Excerpt:
Start

Emerging growth company ☐
If an emerging growth company, indicate by check mark if the registrant has elected not to use the extended transition period for complying with any new or revised financial accounting standards provided pursuant to Section 13(a) of the Exchange Act. ☐
Item 7.01 - Regulation FD Disclosure
On December 15, 2021, Bank of the James Financial Group, Inc. (the “Company”) issued a press release announcing that the Company has entered into an agreement to acquire Pettyjohn, Wood & White, Inc., an SEC-registered investment advisor based in Lynchburg, Virginia. A copy of the press release is attached hereto as Exhibit 99.1.
Consummation of the transaction is subject to the satisfaction of customary terms and conditions.

End

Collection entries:
Start

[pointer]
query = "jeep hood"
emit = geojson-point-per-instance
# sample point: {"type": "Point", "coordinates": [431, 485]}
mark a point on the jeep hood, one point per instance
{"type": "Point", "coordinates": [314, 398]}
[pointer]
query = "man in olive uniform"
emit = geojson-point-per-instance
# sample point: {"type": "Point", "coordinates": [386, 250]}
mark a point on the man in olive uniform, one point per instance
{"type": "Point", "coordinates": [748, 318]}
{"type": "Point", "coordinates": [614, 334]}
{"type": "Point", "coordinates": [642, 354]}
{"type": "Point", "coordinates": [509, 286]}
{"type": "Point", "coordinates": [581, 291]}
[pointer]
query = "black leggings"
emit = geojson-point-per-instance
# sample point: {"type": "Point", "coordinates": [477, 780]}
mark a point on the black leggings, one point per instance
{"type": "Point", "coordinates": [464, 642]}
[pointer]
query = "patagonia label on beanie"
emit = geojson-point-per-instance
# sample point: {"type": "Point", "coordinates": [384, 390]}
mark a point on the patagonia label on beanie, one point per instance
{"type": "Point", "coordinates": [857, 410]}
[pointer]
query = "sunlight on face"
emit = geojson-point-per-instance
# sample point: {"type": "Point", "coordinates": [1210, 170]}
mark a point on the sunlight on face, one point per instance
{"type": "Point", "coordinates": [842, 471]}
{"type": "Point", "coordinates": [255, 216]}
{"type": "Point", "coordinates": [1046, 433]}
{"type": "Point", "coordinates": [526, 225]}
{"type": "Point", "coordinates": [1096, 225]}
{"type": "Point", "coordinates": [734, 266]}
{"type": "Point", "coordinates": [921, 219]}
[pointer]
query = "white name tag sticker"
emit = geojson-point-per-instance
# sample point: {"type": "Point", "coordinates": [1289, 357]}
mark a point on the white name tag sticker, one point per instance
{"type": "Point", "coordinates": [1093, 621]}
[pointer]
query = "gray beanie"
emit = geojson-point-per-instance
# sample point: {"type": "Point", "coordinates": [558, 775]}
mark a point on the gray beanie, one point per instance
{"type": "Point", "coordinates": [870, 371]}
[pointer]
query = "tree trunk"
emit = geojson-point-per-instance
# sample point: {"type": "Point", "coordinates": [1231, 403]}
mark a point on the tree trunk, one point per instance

End

Print the full Bank of the James filing excerpt word for word.

Emerging growth company ☐
If an emerging growth company, indicate by check mark if the registrant has elected not to use the extended transition period for complying with any new or revised financial accounting standards provided pursuant to Section 13(a) of the Exchange Act. ☐
Item 7.01 - Regulation FD Disclosure
On December 15, 2021, Bank of the James Financial Group, Inc. (the “Company”) issued a press release announcing that the Company has entered into an agreement to acquire Pettyjohn, Wood & White, Inc., an SEC-registered investment advisor based in Lynchburg, Virginia. A copy of the press release is attached hereto as Exhibit 99.1.
Consummation of the transaction is subject to the satisfaction of customary terms and conditions.